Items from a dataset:
---+---

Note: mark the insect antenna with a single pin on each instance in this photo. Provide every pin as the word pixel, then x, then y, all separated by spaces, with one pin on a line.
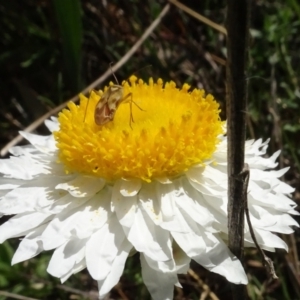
pixel 116 79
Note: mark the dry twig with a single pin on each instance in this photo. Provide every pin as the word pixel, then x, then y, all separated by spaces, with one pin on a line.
pixel 93 85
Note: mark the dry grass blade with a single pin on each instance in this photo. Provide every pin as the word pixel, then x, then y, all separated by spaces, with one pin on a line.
pixel 199 17
pixel 93 85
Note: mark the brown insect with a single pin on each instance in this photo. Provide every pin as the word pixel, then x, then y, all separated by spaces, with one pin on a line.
pixel 109 102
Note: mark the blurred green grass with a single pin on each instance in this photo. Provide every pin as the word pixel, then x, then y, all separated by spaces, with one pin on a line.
pixel 51 50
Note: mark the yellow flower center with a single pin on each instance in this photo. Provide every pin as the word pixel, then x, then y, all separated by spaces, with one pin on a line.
pixel 175 130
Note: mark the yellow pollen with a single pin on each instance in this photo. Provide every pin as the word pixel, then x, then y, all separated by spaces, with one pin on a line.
pixel 175 130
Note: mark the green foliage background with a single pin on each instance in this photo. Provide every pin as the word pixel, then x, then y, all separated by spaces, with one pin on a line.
pixel 50 50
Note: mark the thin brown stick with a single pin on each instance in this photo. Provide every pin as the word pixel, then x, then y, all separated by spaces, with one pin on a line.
pixel 238 19
pixel 199 17
pixel 267 262
pixel 93 85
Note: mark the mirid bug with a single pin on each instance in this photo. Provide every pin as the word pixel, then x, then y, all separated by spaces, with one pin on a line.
pixel 109 102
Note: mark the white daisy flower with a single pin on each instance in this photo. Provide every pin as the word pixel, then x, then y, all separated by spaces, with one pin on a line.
pixel 94 194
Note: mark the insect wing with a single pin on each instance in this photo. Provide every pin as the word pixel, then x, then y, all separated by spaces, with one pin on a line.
pixel 107 105
pixel 102 113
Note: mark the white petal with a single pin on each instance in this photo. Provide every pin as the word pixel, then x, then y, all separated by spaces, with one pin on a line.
pixel 130 187
pixel 82 186
pixel 81 221
pixel 45 144
pixel 22 224
pixel 124 207
pixel 52 124
pixel 116 271
pixel 221 261
pixel 160 284
pixel 149 238
pixel 65 257
pixel 30 246
pixel 103 247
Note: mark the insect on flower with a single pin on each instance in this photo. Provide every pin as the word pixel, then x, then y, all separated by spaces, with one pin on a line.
pixel 109 102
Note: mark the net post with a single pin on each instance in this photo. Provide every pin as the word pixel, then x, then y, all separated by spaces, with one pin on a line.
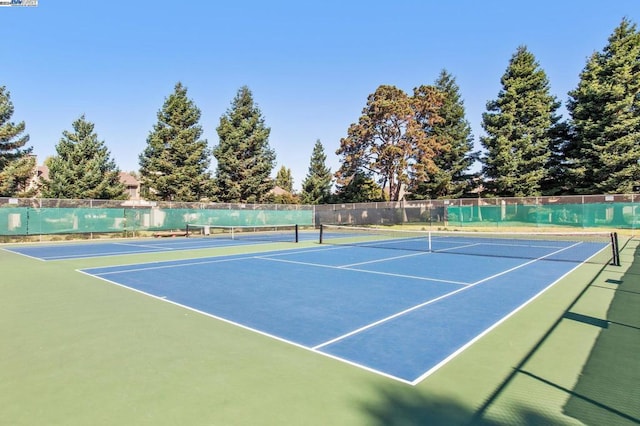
pixel 615 258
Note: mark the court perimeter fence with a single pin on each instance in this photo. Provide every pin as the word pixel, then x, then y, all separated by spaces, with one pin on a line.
pixel 26 217
pixel 40 216
pixel 578 211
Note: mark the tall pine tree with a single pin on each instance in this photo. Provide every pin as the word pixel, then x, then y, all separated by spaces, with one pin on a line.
pixel 452 178
pixel 519 126
pixel 17 166
pixel 82 168
pixel 604 150
pixel 245 160
pixel 316 186
pixel 174 165
pixel 284 179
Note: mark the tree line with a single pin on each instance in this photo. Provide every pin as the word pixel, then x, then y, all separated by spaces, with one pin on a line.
pixel 414 146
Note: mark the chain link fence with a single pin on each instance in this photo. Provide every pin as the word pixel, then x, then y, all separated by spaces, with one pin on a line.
pixel 578 211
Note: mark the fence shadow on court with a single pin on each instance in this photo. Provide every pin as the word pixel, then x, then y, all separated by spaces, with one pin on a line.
pixel 406 406
pixel 607 391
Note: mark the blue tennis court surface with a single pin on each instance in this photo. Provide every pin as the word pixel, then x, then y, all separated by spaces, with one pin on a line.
pixel 124 247
pixel 399 313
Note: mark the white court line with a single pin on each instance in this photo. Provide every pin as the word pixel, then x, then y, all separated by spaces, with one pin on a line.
pixel 384 259
pixel 150 268
pixel 342 268
pixel 25 255
pixel 155 247
pixel 396 315
pixel 254 330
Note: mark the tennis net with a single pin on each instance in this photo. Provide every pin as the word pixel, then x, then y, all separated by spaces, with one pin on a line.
pixel 276 233
pixel 562 246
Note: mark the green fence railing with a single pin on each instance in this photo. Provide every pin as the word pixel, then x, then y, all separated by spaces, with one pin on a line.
pixel 43 217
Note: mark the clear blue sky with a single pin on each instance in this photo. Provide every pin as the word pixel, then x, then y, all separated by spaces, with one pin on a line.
pixel 310 65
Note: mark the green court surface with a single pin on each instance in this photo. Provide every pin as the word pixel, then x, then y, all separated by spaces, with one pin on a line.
pixel 77 351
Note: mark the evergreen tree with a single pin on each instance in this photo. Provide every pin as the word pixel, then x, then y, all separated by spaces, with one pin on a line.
pixel 174 165
pixel 316 186
pixel 17 166
pixel 519 126
pixel 284 179
pixel 245 160
pixel 391 141
pixel 604 149
pixel 82 168
pixel 452 178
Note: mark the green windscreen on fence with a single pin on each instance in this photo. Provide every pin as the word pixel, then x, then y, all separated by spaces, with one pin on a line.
pixel 614 215
pixel 39 221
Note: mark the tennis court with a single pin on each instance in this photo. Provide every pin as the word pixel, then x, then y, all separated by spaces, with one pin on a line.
pixel 401 313
pixel 221 237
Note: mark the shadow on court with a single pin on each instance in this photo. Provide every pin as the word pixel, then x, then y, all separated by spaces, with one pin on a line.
pixel 608 390
pixel 405 406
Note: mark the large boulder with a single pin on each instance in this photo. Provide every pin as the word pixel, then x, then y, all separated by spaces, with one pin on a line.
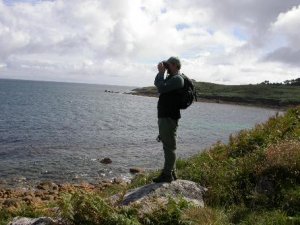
pixel 30 221
pixel 162 192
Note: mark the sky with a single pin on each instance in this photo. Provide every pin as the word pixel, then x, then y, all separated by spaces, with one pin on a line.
pixel 120 42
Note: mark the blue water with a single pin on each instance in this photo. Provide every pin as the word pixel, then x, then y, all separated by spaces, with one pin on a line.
pixel 59 131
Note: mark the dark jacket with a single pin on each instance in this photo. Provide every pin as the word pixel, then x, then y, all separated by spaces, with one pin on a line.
pixel 168 99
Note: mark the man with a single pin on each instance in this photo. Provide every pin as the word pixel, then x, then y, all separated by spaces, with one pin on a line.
pixel 168 114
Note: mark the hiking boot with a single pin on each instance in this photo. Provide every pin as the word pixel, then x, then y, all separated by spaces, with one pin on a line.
pixel 174 175
pixel 163 178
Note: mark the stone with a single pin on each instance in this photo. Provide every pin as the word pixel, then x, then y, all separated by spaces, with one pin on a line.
pixel 118 180
pixel 30 221
pixel 47 185
pixel 160 192
pixel 106 161
pixel 136 170
pixel 11 203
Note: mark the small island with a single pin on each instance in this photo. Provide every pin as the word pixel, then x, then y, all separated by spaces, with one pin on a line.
pixel 266 94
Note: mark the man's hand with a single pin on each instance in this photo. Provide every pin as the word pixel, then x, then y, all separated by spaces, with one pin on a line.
pixel 161 68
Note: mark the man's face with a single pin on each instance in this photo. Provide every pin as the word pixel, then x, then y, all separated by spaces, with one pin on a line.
pixel 172 68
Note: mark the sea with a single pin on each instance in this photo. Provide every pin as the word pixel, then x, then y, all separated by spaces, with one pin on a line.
pixel 61 131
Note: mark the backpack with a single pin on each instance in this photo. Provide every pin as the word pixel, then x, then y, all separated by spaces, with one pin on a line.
pixel 187 94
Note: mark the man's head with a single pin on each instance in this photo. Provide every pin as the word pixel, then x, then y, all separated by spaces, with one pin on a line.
pixel 173 65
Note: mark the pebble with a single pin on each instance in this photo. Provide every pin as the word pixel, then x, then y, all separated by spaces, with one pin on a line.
pixel 106 161
pixel 136 170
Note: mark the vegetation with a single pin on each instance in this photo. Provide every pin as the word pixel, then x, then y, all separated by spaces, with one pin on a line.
pixel 254 179
pixel 268 94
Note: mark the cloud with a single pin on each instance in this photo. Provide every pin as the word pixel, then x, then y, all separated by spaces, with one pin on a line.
pixel 120 42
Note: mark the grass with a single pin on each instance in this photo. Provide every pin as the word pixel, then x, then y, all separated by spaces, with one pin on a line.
pixel 254 179
pixel 258 94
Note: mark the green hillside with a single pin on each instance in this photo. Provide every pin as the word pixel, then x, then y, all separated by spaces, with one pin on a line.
pixel 276 95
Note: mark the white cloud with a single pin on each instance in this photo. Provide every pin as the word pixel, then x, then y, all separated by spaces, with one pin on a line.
pixel 120 42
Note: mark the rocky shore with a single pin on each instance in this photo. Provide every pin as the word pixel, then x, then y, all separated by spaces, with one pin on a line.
pixel 48 191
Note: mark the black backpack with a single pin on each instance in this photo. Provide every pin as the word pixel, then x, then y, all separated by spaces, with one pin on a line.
pixel 187 94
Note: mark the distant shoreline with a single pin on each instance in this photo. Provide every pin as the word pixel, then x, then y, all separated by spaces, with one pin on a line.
pixel 212 100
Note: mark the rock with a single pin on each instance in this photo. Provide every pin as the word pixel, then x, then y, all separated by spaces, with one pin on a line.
pixel 47 185
pixel 29 221
pixel 11 203
pixel 136 170
pixel 160 192
pixel 106 161
pixel 118 180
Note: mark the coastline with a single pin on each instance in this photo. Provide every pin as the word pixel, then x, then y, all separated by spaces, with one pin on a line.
pixel 218 101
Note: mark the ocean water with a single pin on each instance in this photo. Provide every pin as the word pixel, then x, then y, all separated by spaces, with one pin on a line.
pixel 60 131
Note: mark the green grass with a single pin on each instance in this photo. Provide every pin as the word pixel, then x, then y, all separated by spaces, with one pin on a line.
pixel 254 179
pixel 258 94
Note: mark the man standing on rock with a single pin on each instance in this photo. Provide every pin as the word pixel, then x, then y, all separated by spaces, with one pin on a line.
pixel 168 113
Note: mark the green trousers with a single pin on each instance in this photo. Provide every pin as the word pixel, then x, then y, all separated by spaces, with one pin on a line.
pixel 167 131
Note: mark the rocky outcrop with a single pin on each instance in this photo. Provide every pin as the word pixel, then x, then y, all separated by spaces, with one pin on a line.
pixel 29 221
pixel 149 195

---+---

GOAL OF THE EXERCISE: Convert the lines from the one with "Note: mark the white court" up to and including the one with "pixel 254 330" into a Markdown table with the columns No. and Line. Number each line in order and leave out any blank lines.

WRITTEN ANSWER:
| No. | Line |
|---|---|
| 1 | Note: mark the white court line with a single pin on each instance in this photo. Provide every pin as the word pixel, then x, then y, all separated by spaces, with one pin on a line. |
| 2 | pixel 384 259 |
| 3 | pixel 150 268 |
| 4 | pixel 342 268 |
| 5 | pixel 25 255 |
| 6 | pixel 155 247 |
| 7 | pixel 396 315 |
| 8 | pixel 254 330 |